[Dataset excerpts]
-*-

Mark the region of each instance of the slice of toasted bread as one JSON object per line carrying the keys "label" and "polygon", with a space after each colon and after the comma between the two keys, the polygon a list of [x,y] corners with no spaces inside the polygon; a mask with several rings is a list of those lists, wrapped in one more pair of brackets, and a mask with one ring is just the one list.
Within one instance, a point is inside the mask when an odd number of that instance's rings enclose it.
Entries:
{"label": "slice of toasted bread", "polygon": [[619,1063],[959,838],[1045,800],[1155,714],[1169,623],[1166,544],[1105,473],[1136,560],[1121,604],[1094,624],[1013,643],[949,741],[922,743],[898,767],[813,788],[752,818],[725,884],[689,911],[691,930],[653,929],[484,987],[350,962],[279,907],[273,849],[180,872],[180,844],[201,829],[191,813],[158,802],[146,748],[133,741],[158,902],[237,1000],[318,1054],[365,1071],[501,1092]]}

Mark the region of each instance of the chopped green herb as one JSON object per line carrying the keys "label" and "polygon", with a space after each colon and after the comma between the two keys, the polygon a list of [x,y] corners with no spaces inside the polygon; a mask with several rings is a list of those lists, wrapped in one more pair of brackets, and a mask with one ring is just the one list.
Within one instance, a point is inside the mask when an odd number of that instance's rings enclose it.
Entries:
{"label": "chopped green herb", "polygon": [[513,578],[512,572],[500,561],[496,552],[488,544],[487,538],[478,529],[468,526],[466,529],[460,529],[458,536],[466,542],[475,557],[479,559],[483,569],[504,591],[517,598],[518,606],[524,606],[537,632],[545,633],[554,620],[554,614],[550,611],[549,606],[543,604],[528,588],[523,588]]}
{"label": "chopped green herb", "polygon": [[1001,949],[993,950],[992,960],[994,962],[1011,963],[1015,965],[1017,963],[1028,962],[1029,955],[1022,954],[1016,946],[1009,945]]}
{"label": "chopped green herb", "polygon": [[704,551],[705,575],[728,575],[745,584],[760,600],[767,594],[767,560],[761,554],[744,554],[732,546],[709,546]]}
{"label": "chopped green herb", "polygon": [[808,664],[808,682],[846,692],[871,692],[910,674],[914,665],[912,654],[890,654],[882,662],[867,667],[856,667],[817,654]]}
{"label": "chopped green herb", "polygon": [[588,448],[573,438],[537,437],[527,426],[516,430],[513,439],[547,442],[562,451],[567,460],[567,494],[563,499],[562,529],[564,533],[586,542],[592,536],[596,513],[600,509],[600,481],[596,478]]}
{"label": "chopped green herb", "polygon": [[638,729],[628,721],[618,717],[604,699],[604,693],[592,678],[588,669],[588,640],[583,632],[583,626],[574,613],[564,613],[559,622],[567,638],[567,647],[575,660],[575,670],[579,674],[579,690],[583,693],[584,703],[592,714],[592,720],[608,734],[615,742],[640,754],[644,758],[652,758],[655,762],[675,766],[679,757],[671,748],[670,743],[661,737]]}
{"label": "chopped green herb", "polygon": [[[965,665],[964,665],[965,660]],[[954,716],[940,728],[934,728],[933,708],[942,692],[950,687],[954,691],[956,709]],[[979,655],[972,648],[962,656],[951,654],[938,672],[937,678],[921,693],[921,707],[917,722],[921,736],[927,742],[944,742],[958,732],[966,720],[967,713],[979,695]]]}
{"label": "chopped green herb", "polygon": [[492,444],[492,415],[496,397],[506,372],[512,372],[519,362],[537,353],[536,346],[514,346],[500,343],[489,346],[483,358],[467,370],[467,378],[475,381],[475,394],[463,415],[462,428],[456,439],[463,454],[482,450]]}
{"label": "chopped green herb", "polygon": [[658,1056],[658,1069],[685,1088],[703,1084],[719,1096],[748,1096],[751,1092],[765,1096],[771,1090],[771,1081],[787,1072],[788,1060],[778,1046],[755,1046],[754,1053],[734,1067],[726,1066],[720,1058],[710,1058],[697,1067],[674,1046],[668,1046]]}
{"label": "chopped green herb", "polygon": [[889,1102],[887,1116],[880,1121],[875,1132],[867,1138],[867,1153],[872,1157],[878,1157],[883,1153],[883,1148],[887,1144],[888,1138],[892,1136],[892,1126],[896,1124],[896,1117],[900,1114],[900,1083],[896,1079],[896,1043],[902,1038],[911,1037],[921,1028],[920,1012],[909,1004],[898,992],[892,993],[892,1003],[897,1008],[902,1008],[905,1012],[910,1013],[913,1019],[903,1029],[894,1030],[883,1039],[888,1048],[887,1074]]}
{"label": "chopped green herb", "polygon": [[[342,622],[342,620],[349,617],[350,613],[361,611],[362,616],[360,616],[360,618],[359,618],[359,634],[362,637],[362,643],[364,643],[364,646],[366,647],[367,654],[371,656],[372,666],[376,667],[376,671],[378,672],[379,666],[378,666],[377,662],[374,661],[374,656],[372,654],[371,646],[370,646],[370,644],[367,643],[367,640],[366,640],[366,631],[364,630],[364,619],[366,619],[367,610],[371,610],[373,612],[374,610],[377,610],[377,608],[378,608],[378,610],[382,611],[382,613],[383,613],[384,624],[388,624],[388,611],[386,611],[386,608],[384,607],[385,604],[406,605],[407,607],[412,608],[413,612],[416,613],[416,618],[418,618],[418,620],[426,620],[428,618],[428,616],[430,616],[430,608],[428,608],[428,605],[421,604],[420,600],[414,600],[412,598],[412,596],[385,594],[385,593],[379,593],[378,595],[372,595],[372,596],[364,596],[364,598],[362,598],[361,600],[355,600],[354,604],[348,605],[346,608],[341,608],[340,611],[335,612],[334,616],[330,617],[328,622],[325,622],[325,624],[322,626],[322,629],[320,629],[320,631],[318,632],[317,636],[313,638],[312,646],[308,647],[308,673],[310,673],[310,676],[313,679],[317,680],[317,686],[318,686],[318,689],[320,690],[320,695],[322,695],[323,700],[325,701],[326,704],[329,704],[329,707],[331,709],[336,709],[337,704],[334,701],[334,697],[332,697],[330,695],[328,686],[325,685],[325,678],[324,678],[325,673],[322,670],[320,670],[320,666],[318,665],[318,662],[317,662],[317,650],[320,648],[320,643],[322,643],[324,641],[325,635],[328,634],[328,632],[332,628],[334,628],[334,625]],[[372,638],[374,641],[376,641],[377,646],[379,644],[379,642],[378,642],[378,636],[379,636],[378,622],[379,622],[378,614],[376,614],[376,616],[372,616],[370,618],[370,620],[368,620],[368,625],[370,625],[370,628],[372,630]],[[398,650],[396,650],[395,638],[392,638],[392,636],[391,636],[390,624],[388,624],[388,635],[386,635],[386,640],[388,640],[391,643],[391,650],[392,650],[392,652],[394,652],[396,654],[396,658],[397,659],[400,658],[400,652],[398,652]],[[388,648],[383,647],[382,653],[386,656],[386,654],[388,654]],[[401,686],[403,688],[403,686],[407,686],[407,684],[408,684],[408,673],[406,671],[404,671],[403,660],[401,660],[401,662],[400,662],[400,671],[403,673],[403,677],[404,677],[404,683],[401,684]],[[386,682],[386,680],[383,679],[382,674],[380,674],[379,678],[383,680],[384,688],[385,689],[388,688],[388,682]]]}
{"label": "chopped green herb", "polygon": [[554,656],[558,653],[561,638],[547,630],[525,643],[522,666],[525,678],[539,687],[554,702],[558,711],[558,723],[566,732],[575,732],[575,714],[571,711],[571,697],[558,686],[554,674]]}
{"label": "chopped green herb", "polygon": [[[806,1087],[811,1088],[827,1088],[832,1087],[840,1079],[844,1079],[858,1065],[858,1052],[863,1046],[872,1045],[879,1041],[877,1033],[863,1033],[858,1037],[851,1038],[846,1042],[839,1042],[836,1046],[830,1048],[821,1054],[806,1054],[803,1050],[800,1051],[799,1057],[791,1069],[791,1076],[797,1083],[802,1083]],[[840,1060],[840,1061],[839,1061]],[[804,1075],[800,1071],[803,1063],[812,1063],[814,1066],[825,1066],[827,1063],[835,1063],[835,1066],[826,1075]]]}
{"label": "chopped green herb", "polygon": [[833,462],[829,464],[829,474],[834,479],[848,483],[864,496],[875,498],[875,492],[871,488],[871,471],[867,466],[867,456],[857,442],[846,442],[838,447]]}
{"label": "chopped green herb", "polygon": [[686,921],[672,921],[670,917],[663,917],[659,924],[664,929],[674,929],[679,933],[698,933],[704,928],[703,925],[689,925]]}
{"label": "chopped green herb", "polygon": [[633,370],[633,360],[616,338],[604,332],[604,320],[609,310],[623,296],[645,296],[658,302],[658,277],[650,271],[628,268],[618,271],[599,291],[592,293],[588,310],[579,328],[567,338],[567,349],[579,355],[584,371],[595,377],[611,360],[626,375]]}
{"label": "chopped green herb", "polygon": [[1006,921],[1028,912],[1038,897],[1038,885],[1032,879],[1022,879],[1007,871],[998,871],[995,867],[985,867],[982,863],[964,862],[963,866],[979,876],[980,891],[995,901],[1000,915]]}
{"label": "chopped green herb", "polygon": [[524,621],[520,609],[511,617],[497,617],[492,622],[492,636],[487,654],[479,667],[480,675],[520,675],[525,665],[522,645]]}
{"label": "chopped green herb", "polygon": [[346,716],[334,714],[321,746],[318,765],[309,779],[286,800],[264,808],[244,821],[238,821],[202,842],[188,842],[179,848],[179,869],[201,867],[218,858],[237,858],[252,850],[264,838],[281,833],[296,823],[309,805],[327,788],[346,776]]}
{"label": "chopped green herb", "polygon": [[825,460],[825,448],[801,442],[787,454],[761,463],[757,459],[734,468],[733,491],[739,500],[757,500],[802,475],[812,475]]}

-*-

Try it:
Look over the records. Copy the lines that include the word "after".

Output for this exercise:
Mark the region of each instance of the slice of toasted bread as one JSON object per line carrying the keys "label" and "polygon", with a space after each colon and after the comma between the two keys, the polygon a list of [x,y] corners with no spaces inside the polygon; a mask with several rings is a list of those lists, wrapped in one more pair of brackets, and a mask with one ring is just the one list.
Mark the region of each instance of the chopped green herb as one JSON object per line carrying the keys "label" and "polygon", with a space after each colon and after the comma between the two keys, the polygon a list of [x,y] corners with no spaces inside the polygon; a mask with several rings is a list of those lists, wrapped in one more pair of brackets, and a mask with one ring is just the one list.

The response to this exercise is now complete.